Brief
Write out each entry below exactly; the images do not belong in your copy.
•••
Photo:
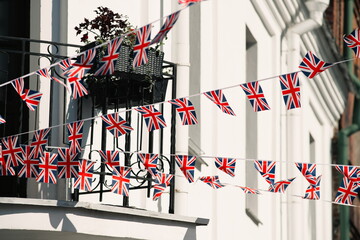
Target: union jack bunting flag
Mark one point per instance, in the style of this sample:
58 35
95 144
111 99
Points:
150 162
68 164
18 85
212 181
158 190
82 65
169 23
350 172
111 158
32 98
75 131
188 2
313 191
11 150
85 174
108 61
2 120
5 168
116 125
153 118
347 191
40 140
267 170
48 168
29 168
141 46
280 186
121 180
255 95
219 99
312 65
65 64
163 178
308 170
226 165
186 165
353 41
77 87
186 110
290 89
46 74
250 190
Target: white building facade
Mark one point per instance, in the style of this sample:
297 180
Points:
215 45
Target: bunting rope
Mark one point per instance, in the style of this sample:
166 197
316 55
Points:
213 157
166 101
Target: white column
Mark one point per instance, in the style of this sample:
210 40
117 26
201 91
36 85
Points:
180 50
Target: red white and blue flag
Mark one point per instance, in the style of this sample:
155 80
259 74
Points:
18 85
347 191
353 41
219 99
163 178
11 150
85 174
250 190
46 74
111 158
153 118
116 125
313 191
78 88
5 166
226 165
267 170
108 61
29 166
68 164
281 186
186 110
149 161
75 132
30 97
212 181
48 168
186 165
82 65
312 65
39 142
255 95
188 2
158 190
121 180
308 170
169 23
290 89
141 46
65 64
2 120
350 172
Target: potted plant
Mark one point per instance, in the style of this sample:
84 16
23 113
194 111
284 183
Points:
126 85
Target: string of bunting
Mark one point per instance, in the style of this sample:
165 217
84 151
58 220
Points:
33 161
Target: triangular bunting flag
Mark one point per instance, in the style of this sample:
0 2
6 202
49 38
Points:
312 65
353 41
255 95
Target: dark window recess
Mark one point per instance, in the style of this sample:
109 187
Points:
15 19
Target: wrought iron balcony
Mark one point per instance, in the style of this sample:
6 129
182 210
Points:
115 97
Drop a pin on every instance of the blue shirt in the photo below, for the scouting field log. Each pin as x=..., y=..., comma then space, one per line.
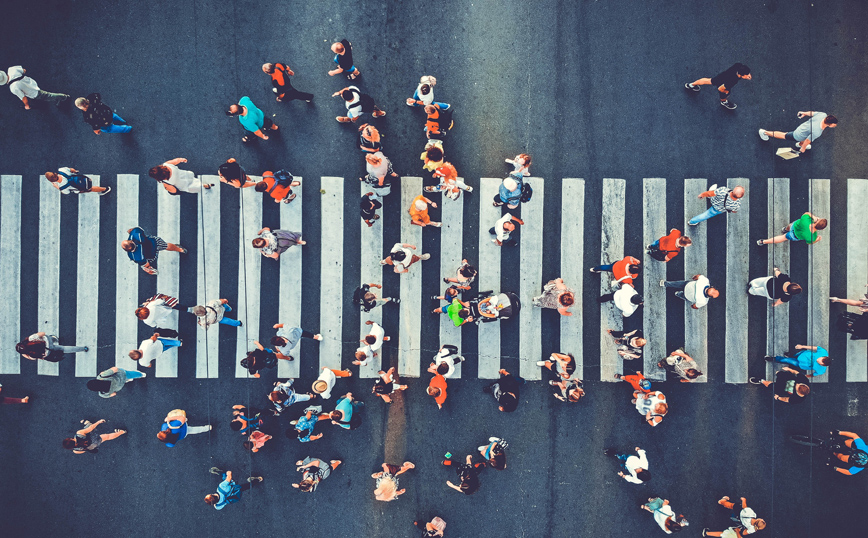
x=255, y=119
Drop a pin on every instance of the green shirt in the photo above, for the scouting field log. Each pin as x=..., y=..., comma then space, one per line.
x=802, y=229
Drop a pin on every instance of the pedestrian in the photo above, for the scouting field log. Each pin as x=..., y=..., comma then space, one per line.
x=505, y=390
x=281, y=84
x=326, y=381
x=232, y=174
x=468, y=475
x=805, y=229
x=68, y=180
x=175, y=180
x=108, y=382
x=368, y=206
x=723, y=200
x=652, y=405
x=748, y=522
x=668, y=246
x=371, y=343
x=175, y=428
x=424, y=94
x=259, y=359
x=778, y=287
x=357, y=104
x=313, y=471
x=251, y=118
x=367, y=300
x=663, y=514
x=272, y=244
x=502, y=230
x=696, y=292
x=25, y=88
x=630, y=344
x=41, y=346
x=86, y=440
x=387, y=384
x=151, y=349
x=144, y=249
x=625, y=297
x=286, y=340
x=344, y=59
x=228, y=492
x=278, y=185
x=214, y=311
x=419, y=212
x=556, y=295
x=724, y=82
x=8, y=400
x=445, y=360
x=401, y=257
x=813, y=360
x=387, y=481
x=681, y=364
x=284, y=396
x=634, y=468
x=807, y=132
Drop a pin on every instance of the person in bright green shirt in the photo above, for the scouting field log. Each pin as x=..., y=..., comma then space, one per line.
x=805, y=229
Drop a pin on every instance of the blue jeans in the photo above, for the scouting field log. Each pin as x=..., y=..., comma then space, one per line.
x=710, y=212
x=115, y=128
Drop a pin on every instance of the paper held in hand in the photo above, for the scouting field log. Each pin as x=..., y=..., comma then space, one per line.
x=787, y=153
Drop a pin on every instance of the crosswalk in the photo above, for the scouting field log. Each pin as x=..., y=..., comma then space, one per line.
x=335, y=286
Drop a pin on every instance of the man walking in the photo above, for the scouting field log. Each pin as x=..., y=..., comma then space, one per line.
x=805, y=133
x=251, y=118
x=724, y=81
x=696, y=292
x=100, y=116
x=723, y=200
x=25, y=88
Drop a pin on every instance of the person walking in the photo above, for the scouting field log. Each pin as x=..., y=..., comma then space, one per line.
x=634, y=469
x=251, y=118
x=668, y=246
x=556, y=295
x=343, y=50
x=144, y=249
x=68, y=180
x=228, y=492
x=696, y=292
x=25, y=88
x=778, y=287
x=41, y=346
x=281, y=84
x=108, y=382
x=724, y=82
x=805, y=229
x=100, y=116
x=505, y=390
x=85, y=440
x=723, y=200
x=175, y=180
x=813, y=360
x=151, y=349
x=273, y=243
x=401, y=257
x=175, y=428
x=807, y=132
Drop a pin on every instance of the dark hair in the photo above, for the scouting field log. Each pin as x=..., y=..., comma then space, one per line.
x=99, y=385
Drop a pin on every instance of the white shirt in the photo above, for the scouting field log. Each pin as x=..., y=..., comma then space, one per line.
x=26, y=87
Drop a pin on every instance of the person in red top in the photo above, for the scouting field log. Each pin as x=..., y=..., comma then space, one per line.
x=437, y=388
x=668, y=246
x=624, y=270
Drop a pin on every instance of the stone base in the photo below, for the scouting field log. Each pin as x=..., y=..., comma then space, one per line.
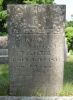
•••
Task response
Photo:
Target: union jack bunting flag
Mark one point per instance, in the style of this sample:
58 35
95 144
111 99
Points:
150 162
68 164
18 85
212 181
158 190
82 65
169 23
350 172
111 158
32 98
75 131
188 2
313 191
11 150
85 174
108 61
2 120
5 168
116 125
153 118
347 191
40 140
267 170
48 168
29 168
141 46
280 186
121 180
255 95
219 99
312 65
65 64
163 178
308 170
226 165
186 165
353 41
77 87
186 110
290 89
46 74
250 190
Target: white building facade
Mark one point per instance, in the style of this sample:
297 180
Points:
215 45
Target: bunting rope
Mark one point per instance, in the style of this sample:
166 197
316 55
Points:
213 157
166 101
Target: white column
Mark one point per instance, in the style of this sample:
210 40
117 26
201 91
36 85
Points:
180 50
Target: red white and blue flag
Mark one point per instance, in the style of this sample:
155 80
259 74
Points:
18 85
347 191
353 41
219 99
163 178
11 150
85 174
250 190
46 74
111 158
153 118
116 125
313 191
78 88
5 166
226 165
267 170
108 61
29 166
68 164
281 186
186 110
149 161
75 132
30 97
212 181
48 168
186 165
82 65
312 65
39 142
255 95
188 2
158 190
121 180
308 170
169 23
290 89
141 46
65 64
2 120
350 172
Target: potted plant
Mark one point per instance, in the style of this sample:
84 16
23 113
194 111
284 183
Points:
126 85
Target: string of bunting
Mark one point per instance, in the style of this sample:
165 217
84 151
58 220
Points:
33 161
Target: triangular bunting flag
Mark one point per instance, in the style of this sample:
0 2
6 202
49 38
Points:
312 65
353 41
255 95
Target: dark window recess
Mark one point per instance, in the style of this sample:
109 187
Points:
15 19
Target: wrought iron balcony
Mark one point per instance, in the style of this sample:
6 129
182 210
Points:
115 97
Drop a pin on every instance of the blue shirt in the photo below, for the scouting field log. Each pin as x=..., y=..., comma then space, one per line.
x=255, y=119
Drop a pin on every instance of the green shirt in the photo above, for the scouting field log. Each pin as x=..., y=..., comma then space, one per line.
x=802, y=229
Drop a pin on every instance of the pedestrian in the photo above, for the scouting field log. Each pin as x=..., y=..., comma then space, one per line.
x=505, y=390
x=281, y=84
x=326, y=381
x=232, y=174
x=468, y=475
x=805, y=229
x=68, y=180
x=175, y=180
x=108, y=382
x=368, y=206
x=723, y=200
x=652, y=405
x=748, y=522
x=668, y=246
x=371, y=343
x=175, y=428
x=424, y=94
x=259, y=359
x=778, y=287
x=357, y=104
x=313, y=471
x=251, y=118
x=367, y=300
x=663, y=514
x=272, y=244
x=502, y=230
x=696, y=292
x=25, y=88
x=630, y=344
x=41, y=346
x=86, y=440
x=387, y=384
x=151, y=349
x=144, y=249
x=625, y=297
x=286, y=340
x=344, y=59
x=228, y=492
x=278, y=185
x=214, y=311
x=419, y=212
x=556, y=295
x=724, y=82
x=8, y=400
x=445, y=360
x=401, y=257
x=813, y=360
x=387, y=481
x=681, y=364
x=284, y=396
x=634, y=468
x=807, y=132
Drop a pin on every instance of the person in bright green shirt in the photo above, for the scouting field log. Each pin as x=..., y=..., comma then space, one per line.
x=805, y=229
Drop a pin on every instance of the blue jeans in the photo above, for the scouting field log. Each pin as x=..., y=..., comma then space, one per line.
x=710, y=212
x=115, y=128
Drop a pin on every instance of the paper held in hand in the photo above, for the scouting field log. Each pin as x=..., y=..., comma then space, one per line.
x=787, y=153
Drop a pin on every instance of the crosswalk in the photo above, for the scouting field log. Each pin as x=..., y=..., comma then space, one per line.
x=335, y=286
Drop a pin on every instance of the man walking in the photo above, for the scouting field log. Each pin as x=..., y=..., comma then space, one per line.
x=805, y=133
x=251, y=118
x=724, y=81
x=696, y=292
x=100, y=116
x=723, y=200
x=25, y=88
Drop a pin on every instance of the person walking in the photo above, for the scouting field log. Each pin as x=..., y=..., comma then space, one per line.
x=634, y=469
x=251, y=118
x=668, y=246
x=556, y=295
x=343, y=50
x=144, y=249
x=68, y=180
x=228, y=492
x=696, y=292
x=25, y=88
x=778, y=287
x=41, y=346
x=281, y=84
x=108, y=382
x=724, y=82
x=805, y=229
x=100, y=116
x=505, y=390
x=85, y=440
x=723, y=200
x=175, y=180
x=813, y=360
x=151, y=349
x=273, y=243
x=401, y=257
x=175, y=428
x=807, y=132
Drop a pin on every instance of the dark hair in the photo above, for the scouting field log. Each pin as x=..., y=..., comma then space, one per line.
x=99, y=385
Drop a pin on every instance of the white shirt in the photo above, for the scouting field log. Each pin as x=..., y=..., comma then space, one per line.
x=26, y=87
Drop a pin on every instance of the person in red top in the photo above, for the scouting field log. Each pin as x=..., y=..., comma then space, one per line.
x=437, y=388
x=668, y=246
x=624, y=270
Drop a pin on every instance of the stone base in the photo below, for the scouting field log. Each pin as x=..., y=..., comma then space, one per line.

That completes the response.